Copy nothing past the line containing "positive clicks: (67, 179)". Transcribe every line of the listing below up to and including it, from the first, except pictures.

*** MATERIAL TO PROCESS ***

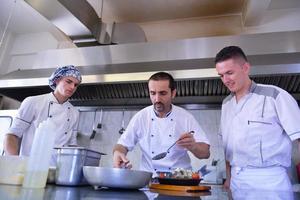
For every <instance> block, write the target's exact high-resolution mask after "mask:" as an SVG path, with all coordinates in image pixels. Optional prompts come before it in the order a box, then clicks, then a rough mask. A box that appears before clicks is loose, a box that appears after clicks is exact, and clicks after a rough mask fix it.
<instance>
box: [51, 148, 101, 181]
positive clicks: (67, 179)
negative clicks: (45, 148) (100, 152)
mask: <svg viewBox="0 0 300 200" xmlns="http://www.w3.org/2000/svg"><path fill="white" fill-rule="evenodd" d="M55 149H56V150H57V152H56V154H57V163H56V174H55V183H56V184H58V185H81V184H85V183H86V181H85V179H84V176H83V172H82V168H83V166H99V162H100V158H101V155H105V154H103V153H100V152H96V151H93V150H89V149H86V148H84V147H60V148H55Z"/></svg>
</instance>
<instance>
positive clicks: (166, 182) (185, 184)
mask: <svg viewBox="0 0 300 200" xmlns="http://www.w3.org/2000/svg"><path fill="white" fill-rule="evenodd" d="M201 180H202V179H192V178H190V179H183V178H158V182H159V183H160V184H164V185H185V186H195V185H199V183H200V181H201Z"/></svg>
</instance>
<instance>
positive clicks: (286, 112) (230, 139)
mask: <svg viewBox="0 0 300 200" xmlns="http://www.w3.org/2000/svg"><path fill="white" fill-rule="evenodd" d="M299 119H300V110H299V107H298V105H297V102H296V101H295V100H294V98H293V97H292V96H291V95H290V94H288V93H287V92H286V91H284V90H282V89H281V88H279V87H276V86H272V85H263V84H256V83H255V82H252V84H251V88H250V91H249V93H248V94H246V95H245V96H244V97H242V98H241V99H240V100H239V102H238V103H236V98H235V96H234V94H231V95H229V96H228V97H227V98H226V99H225V100H224V101H223V104H222V114H221V126H220V130H221V135H222V140H223V146H224V149H225V158H226V160H227V161H229V162H230V165H231V166H232V167H233V168H236V167H237V168H244V167H250V168H255V167H256V168H262V167H272V166H281V167H289V166H290V162H291V149H292V140H295V139H297V138H300V123H299Z"/></svg>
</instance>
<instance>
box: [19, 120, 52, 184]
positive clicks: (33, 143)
mask: <svg viewBox="0 0 300 200" xmlns="http://www.w3.org/2000/svg"><path fill="white" fill-rule="evenodd" d="M55 127H56V125H55V123H54V122H53V121H52V120H51V118H48V119H47V120H45V121H43V122H41V123H40V124H39V126H38V128H37V129H36V131H35V135H34V139H33V143H32V147H31V151H30V156H29V161H28V164H27V168H26V171H25V176H24V181H23V187H24V188H44V187H45V186H46V182H47V176H48V170H49V165H50V160H51V155H52V152H53V148H54V141H55V138H56V131H55Z"/></svg>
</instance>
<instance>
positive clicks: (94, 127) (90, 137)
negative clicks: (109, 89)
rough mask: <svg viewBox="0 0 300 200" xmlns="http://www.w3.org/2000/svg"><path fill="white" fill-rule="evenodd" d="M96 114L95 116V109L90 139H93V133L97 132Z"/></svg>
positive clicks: (93, 133)
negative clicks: (96, 123)
mask: <svg viewBox="0 0 300 200" xmlns="http://www.w3.org/2000/svg"><path fill="white" fill-rule="evenodd" d="M96 116H97V110H95V113H94V120H93V130H92V134H91V136H90V139H94V138H95V135H96V133H97V131H96Z"/></svg>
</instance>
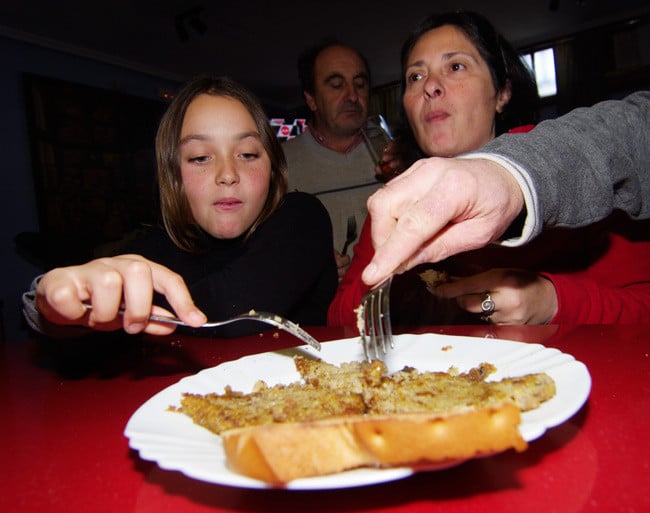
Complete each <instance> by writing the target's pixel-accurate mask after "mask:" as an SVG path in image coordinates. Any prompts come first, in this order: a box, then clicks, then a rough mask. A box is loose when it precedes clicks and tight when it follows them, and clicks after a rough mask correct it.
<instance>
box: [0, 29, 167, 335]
mask: <svg viewBox="0 0 650 513" xmlns="http://www.w3.org/2000/svg"><path fill="white" fill-rule="evenodd" d="M0 62H1V63H2V65H1V66H0V91H2V98H1V100H0V101H1V103H2V123H0V155H2V158H3V162H2V164H1V165H0V192H1V193H2V198H1V199H0V218H1V219H2V223H1V224H0V263H1V264H2V279H1V280H0V301H1V302H2V329H3V331H4V335H5V337H6V339H7V340H20V339H21V338H25V337H26V336H27V335H28V333H27V331H26V329H25V327H24V323H23V320H22V315H21V313H20V296H21V293H22V292H23V291H24V290H26V289H27V288H28V287H29V284H30V282H31V280H32V279H33V278H34V277H35V276H36V275H38V274H40V273H41V272H42V271H43V262H41V261H34V260H32V259H30V258H25V256H22V255H21V254H20V252H19V251H18V248H17V247H16V244H15V239H16V236H17V235H18V234H20V233H37V232H39V228H40V226H39V217H38V212H39V209H38V208H37V200H36V190H35V184H34V181H33V176H34V175H33V161H32V155H31V149H30V145H29V127H28V114H27V109H26V97H25V94H24V93H25V88H24V83H23V79H24V74H25V73H30V74H34V75H38V76H43V77H50V78H53V79H59V80H64V81H67V82H71V83H76V84H80V85H86V86H89V87H92V88H97V89H100V90H105V91H107V93H108V94H118V95H127V96H129V97H139V98H142V99H143V100H146V101H148V102H151V101H152V100H155V101H160V99H161V94H162V93H163V92H165V91H173V90H176V89H177V88H178V85H179V84H178V83H177V82H174V81H172V80H169V79H162V78H158V77H153V76H150V75H147V74H145V73H139V72H137V71H133V70H129V69H124V68H121V67H119V66H112V65H109V64H106V63H103V62H97V61H94V60H92V59H90V58H84V57H80V56H76V55H71V54H66V53H63V52H59V51H54V50H49V49H47V48H44V47H41V46H36V45H32V44H29V43H24V42H21V41H17V40H14V39H10V38H5V37H0ZM134 122H137V120H134ZM153 137H154V133H152V134H151V138H152V140H153Z"/></svg>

*** End of MATERIAL TO PROCESS ***

• _RESPONSE_:
For every <instance> block, write the target's exact high-resolution mask after "mask:" as an SVG path, with all coordinates in image pixels. Optional prompts come before it in the order a box, then clicks, then a rough mask. A box that appears before clicks is loose, a box that appears after clicks is exact, and clicks after a rough mask fix it.
<instance>
box: [51, 148, 101, 181]
positive clicks: (67, 179)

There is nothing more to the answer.